Write out each line of the material below word for word, keeping every number, bracket, and comma.
┌─ The input
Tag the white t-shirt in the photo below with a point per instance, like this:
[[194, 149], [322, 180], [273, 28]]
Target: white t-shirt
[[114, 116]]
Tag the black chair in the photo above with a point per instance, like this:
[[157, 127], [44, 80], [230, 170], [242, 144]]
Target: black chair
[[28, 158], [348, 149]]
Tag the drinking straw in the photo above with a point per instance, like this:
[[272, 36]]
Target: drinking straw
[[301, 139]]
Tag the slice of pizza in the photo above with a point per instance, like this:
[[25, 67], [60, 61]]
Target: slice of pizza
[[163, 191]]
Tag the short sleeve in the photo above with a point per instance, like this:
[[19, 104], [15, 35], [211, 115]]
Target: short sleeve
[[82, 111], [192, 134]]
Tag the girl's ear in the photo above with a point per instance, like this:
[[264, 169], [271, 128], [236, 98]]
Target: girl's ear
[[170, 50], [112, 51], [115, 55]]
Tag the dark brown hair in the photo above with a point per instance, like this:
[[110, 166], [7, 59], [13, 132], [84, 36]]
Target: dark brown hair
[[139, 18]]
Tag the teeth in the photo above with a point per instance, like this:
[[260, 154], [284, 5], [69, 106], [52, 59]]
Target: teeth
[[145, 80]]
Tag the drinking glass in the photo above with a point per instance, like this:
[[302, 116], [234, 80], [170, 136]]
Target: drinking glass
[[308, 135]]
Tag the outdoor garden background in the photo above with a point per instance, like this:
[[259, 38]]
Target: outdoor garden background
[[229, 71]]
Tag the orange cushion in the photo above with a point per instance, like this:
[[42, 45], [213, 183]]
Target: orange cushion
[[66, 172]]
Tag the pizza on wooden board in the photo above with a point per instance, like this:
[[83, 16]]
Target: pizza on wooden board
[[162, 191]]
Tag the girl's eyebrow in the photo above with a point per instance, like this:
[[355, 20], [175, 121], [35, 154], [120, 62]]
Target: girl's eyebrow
└─
Exercise output »
Tag the white t-shirt in the photo below with a point per instance, like this:
[[194, 149], [322, 180], [273, 28]]
Target: white t-shirt
[[114, 116]]
Tag the black chair in the photo above with a point per instance, like this:
[[157, 127], [44, 80], [230, 170], [242, 144]]
Target: black chair
[[28, 158], [348, 149]]
Tag the drinking straw in the photo above with a point per instance, like this:
[[272, 36]]
Target: drinking straw
[[301, 139]]
Tag the slice of pizza in the photo above with a point per instance, like this:
[[25, 67], [60, 61]]
Target: slice of pizza
[[163, 191]]
Tag the short sleeve in the photo above with a point per instance, like this:
[[19, 104], [15, 35], [211, 115]]
Target: short sleeve
[[82, 111], [192, 134]]
Tag the girl's ear in the photo above with a point per instance, like this:
[[264, 169], [271, 128], [236, 98]]
Target: girl's ear
[[170, 50], [112, 51], [115, 55]]
Tag the dark brown hair in the photo above with a point per instance, like this:
[[110, 166], [7, 59], [13, 132], [84, 36]]
Target: dark brown hair
[[139, 18]]
Tag the teeth in the photo above with a point per instance, like this:
[[260, 154], [284, 5], [69, 106], [52, 59]]
Target: teeth
[[145, 80]]
Tag the drinking glass in the photo above with a point per instance, like this:
[[302, 116], [234, 80], [170, 136]]
Target: drinking glass
[[308, 135]]
Tag the outdoor garden background in the photo above with a point per instance, like this:
[[259, 38]]
Target: outdoor garden background
[[229, 71]]
Tag the orange cushion in the photo above with a point per instance, like this:
[[42, 45], [213, 183]]
Target: orange cushion
[[66, 172]]
Tag the pizza on wooden board in the photo above with a point per instance, like this:
[[83, 16]]
Target: pizza on wooden board
[[162, 191]]
Tag the girl's eyebrow in the photo above with a point per instance, like this:
[[355, 20], [175, 121], [35, 154], [120, 62]]
Target: girl's eyebrow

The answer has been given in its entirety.